───── Selection ─────

How I Learned to Walk
An Introduction
Introduction
I’ve started writing this whole blog thing, but never introduced who I was or what it was I am trying to do. Instead, I’ve just boldly dived into whatever topic I thought was important—indeed I was trying to figure out what topic is important by diving in. This post is a bit of a step back, if you will.
So, an introduction.
“Hi, I’m Chris, and I hope you’re having a really good day”.
This post is mostly about how I learned how to walk, and then a bit about what I am trying to do here. Like most people, I don’t remember learning to walk. Walking is a fundamental skill that we constantly use but can’t remember learning. As I understand it, one learns to walk by nearly falling repeatedly. Each step is a fall interrupted. Learning to walk is just not falling and then getting progressively more confident in it.
This post is mostly about the second time I learned to walk: How I learned that walking is an activity, how I learned that activity is an activity worth doing, and how I learned how to do that activity in the way I do it now. While the first learning to walk was quick, the second one has taken much longer. The process, somewhat like a walk, was slow and gradual, and I think the best way to explain it is to provide a biography of sorts.
How I Learned to Walk
As far as I can remember, I got the idea that walking was a good idea from Bill Bryson. As I child I listened to “A Walk in the Woods” Bryson’s bestseller which depicts him and Stephen Katz’s hapless adventures attempting to hike the Appalachian Trial, a task neither of them is quite up to. It was may be the first ‘adult’ book, in the sense that it had swear words in it, I ever listened to. Largely because of this, I enjoyed it very much. I then read Bryson’s other books. Notably, Neither here nor there, and Notes from a Small Island. These are travel books, but travel books are mostly not about traveling but arriving, and upon arriving anywhere Bryson seemed to spend most of his time walking around. It built a sense in me, that I’ve never quite shaken, that what one should do on a trip is just sort of walk about.

─────

◆ **Prompt 1**: Please rewrite the entries from the line with "of the folded" through the end of the entries, replacing "pretty-printed" with "indented" and keeping everything else unchanged.
The blog post and the entries that follow it are unrelated material.

───── Data to process ─────

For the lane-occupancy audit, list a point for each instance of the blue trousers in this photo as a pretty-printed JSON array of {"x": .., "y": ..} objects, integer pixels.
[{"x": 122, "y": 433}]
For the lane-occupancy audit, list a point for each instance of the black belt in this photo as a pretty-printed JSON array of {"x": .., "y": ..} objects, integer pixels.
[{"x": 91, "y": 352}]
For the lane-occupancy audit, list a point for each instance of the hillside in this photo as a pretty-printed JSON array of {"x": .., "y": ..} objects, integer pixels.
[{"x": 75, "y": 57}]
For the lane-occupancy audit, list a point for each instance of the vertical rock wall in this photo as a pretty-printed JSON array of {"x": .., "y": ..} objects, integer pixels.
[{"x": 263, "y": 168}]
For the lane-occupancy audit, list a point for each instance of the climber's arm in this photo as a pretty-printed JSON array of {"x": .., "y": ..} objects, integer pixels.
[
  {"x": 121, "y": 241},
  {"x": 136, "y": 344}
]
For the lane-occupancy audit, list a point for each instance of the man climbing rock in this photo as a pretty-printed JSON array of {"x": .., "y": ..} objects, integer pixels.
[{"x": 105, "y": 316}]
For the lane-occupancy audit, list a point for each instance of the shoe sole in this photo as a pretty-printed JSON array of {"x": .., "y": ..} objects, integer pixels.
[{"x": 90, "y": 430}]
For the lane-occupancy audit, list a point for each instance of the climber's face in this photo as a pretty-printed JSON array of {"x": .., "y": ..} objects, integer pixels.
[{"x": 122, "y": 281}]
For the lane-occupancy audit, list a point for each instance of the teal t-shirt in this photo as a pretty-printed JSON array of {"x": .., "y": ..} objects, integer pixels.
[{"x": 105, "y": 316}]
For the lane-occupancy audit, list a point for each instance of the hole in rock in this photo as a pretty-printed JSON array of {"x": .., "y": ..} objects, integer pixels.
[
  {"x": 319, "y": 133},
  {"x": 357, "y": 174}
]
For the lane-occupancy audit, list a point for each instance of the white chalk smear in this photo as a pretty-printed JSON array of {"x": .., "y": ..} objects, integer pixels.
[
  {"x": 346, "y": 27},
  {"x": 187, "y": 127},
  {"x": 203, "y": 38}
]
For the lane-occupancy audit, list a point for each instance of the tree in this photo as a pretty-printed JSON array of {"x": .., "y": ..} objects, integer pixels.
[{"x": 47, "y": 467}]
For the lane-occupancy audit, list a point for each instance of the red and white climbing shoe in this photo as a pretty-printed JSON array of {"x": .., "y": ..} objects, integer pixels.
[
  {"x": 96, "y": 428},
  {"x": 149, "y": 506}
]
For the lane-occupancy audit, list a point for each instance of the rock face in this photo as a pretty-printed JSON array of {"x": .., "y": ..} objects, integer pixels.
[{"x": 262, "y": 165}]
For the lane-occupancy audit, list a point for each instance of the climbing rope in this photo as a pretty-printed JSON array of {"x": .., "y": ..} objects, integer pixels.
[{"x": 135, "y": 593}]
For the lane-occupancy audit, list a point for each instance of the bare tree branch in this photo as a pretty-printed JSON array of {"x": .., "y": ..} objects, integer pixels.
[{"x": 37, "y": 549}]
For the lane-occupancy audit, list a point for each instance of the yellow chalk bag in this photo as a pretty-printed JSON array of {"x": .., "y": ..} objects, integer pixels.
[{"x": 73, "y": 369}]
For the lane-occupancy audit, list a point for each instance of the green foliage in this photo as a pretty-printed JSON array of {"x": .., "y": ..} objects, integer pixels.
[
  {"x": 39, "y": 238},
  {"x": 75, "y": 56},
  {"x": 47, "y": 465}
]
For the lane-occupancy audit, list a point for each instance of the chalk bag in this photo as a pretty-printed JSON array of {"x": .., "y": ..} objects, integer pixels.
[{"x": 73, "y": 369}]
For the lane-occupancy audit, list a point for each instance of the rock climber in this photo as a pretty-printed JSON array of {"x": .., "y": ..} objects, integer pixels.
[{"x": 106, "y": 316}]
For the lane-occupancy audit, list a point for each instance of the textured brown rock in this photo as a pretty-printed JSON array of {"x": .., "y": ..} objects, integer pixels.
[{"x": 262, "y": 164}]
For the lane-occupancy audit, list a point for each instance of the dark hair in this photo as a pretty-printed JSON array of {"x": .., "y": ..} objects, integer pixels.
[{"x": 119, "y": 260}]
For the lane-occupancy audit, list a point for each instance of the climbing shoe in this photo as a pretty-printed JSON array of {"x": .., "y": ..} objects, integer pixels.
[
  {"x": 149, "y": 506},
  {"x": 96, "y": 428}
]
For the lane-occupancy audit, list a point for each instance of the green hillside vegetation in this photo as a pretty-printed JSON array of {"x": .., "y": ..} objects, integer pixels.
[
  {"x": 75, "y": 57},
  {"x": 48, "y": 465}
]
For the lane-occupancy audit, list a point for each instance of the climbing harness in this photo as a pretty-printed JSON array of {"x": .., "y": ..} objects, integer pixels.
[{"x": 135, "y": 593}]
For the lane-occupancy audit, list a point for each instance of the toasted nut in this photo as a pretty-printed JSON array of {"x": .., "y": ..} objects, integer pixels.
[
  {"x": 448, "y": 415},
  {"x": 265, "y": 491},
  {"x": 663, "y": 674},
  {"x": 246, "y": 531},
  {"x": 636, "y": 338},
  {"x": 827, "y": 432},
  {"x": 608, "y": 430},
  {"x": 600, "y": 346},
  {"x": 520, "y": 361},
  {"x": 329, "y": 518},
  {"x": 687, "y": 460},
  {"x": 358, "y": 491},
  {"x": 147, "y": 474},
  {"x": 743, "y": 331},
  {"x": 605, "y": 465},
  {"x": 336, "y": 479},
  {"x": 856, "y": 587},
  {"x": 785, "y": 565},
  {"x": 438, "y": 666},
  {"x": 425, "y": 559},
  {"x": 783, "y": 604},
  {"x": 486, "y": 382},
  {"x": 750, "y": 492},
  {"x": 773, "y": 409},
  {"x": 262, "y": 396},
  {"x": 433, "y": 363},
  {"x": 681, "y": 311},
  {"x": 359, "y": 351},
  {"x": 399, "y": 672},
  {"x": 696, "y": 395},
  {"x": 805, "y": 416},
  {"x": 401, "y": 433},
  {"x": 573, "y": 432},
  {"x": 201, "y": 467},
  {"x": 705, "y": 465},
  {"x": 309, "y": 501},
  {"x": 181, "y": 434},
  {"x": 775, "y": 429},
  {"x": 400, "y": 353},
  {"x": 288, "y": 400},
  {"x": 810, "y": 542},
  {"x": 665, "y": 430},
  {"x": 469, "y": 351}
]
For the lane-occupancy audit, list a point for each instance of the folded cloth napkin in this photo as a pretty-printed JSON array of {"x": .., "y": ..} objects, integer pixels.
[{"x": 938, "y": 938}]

─────

◆ **Prompt 2**: Continue the blog post on learning to walk from the point where it stops.

◆ **Final result 1**:
For the lane-occupancy audit, list a point for each instance of the folded cloth napkin in this photo as a indented JSON array of {"x": .., "y": ..} objects, integer pixels.
[{"x": 938, "y": 938}]

◆ **Final result 2**:
My parents also deserve some credit. I grew up in Colorado, which is a nice place to grow up, and my parents were keen hikers, my family would frequently go on hikes. As a child I would go, but not really by choice and without enthusiasm. I’ve never actually liked hiking much. Backpacking was even worse. Walking up mountains with a weighty backpack, only to have to sleep on uncomfortable ground while the rain poured down around you, never seemed like an obviously fun activity. As far as I could tell, there were two different weather conditions when it came to backpacking: rain, and mosquitoes. Suffice it to say, the parents had to frequently bribe me and my siblings up the trail with Skittles. “Come on, Chris, just get to the top of this hill and you can have a green one.”
In high school I would walk home from school regularly, about a half hour walk. I always walked the same route, usually listening to music (Rise Against, Thursday, Sage Francis) on my cd player, or my iPod mini1. I don’t remember what I thought about these walks, though the route is forever burned into my memory. It was my first time I walked as a method of commuting (though not every day, and only in one direction). I’ve commuted by all the reasonable methods: bike, public transportation, car, and walking. An approximately 20-30 min walk is the best of the bunch, and I think it is correctly understood to be a bit of a luxury.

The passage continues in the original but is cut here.